Directions for this task:
Would you please restate every record exactly as written?

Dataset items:
[Start of section]
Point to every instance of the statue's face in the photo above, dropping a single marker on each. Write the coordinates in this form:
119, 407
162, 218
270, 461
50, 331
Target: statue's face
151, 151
[End of section]
Exercise response:
Point to every instance of the statue's face in the photo above, dropping a single marker on each. Write the coordinates in this form:
119, 407
162, 218
270, 461
50, 331
Target: statue's face
151, 151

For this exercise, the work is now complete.